**Document source:**

SECOND MOYEN DE CASSATION :

Il fait grief à l'arrêt attaqué d'AVOIR déclaré irrecevable comme nouvelle en cause d'appel, la demande de M. Benoît X... en ouverture des opérations de compte, liquidation et partage de la succession de Bernard X...,
AUX MOTIFS QUE M. Benoît X... étant demandeur en première instance, cette demande formée en appel doit être qualifiée de demande additionnelle. Aussi, elle doit répondre aux conditions de l'article 564 du Code de procédure civile qui dispose que les parties ne peuvent soumettre à la cour de nouvelles prétentions si ce n'est pour opposer compensation, faire écarter les prétentions adverses ou faire juger les questions nées de l'intervention d'un tiers ou de la survenance ou de la révélation d'un fait. Dès lors que les opérations de partage sollicitées par M. Benoît X... ne peuvent concerner que le partage en nue-propriété des biens dépendant de la succession de son père, celles-ci ne peuvent avoir d'effet sur le bien-fondé de sa demande initiale, celle-ci étant rejetée en raison de l'existence de l'usufruit de sa mère sur la totalité des biens à partager et non pour défaut d'ouverture des opérations de partage ;
ALORS QUE les parties peuvent, en cause d'appel, ajouter aux demandes soumises au premier juge toutes les demandes qui en ont l'accessoire, la conséquence ou le complément ; qu'en déclarant irrecevable la demande en partage de M. Benoît X... en application de l'article 564 du Code de procédure civile, sans rechercher, comme il était soutenu, si cette demande ne constituait pas l'accessoire ou le complément de sa demande d'attribution préférentielle formulée en première instance, la cour d'appel a privé son arrêt de base légale au regard de l'article 566 du Code de procédure civile.

**Extraits du matériel:**
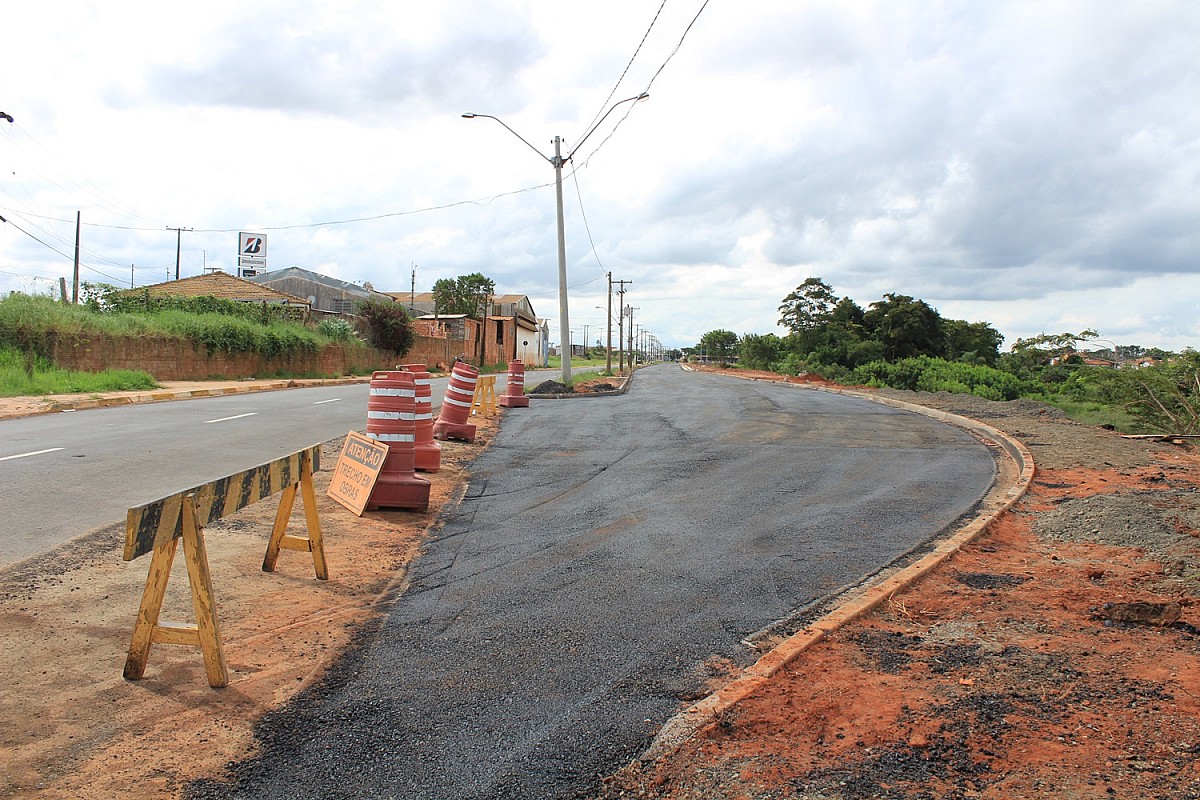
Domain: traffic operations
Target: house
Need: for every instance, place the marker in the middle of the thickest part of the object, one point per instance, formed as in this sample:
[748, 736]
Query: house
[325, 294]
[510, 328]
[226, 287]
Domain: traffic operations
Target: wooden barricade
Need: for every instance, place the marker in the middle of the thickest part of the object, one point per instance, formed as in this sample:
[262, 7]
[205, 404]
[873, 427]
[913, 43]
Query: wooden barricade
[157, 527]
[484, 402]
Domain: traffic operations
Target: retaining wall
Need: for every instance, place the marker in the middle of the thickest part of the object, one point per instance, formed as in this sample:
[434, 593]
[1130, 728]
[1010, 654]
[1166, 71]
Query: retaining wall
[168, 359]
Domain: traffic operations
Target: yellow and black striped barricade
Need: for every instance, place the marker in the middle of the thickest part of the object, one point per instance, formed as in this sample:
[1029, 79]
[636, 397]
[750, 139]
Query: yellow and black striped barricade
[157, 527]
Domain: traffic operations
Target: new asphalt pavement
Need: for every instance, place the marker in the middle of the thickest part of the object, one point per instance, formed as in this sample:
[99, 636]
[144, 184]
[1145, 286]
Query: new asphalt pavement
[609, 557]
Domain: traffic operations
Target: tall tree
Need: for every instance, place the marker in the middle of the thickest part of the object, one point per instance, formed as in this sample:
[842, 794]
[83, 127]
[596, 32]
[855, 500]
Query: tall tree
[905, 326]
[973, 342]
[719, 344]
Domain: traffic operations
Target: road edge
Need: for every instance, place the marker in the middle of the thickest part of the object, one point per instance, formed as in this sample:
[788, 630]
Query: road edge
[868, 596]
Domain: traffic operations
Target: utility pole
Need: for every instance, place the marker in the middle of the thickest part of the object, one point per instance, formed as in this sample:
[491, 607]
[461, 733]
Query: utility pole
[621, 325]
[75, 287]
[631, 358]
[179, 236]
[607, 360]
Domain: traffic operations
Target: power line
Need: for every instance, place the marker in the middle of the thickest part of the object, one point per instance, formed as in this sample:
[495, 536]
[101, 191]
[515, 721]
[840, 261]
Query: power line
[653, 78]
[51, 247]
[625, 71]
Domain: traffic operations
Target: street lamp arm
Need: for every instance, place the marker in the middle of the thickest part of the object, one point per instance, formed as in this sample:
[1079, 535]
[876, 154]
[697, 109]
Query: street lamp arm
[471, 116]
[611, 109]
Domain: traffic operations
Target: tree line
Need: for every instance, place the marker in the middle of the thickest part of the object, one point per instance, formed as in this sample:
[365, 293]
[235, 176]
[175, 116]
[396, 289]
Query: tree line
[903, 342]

**Travail demandé:**
D'après le document source, pour quel motif la demande initiale de M. Benoît X... a-t-elle été rejetée ? Le matériel présenté plus haut est indépendant du document source.

**Réponse complète:**
Elle a été rejetée en raison de l'existence de l'usufruit de sa mère sur la totalité des biens à partager.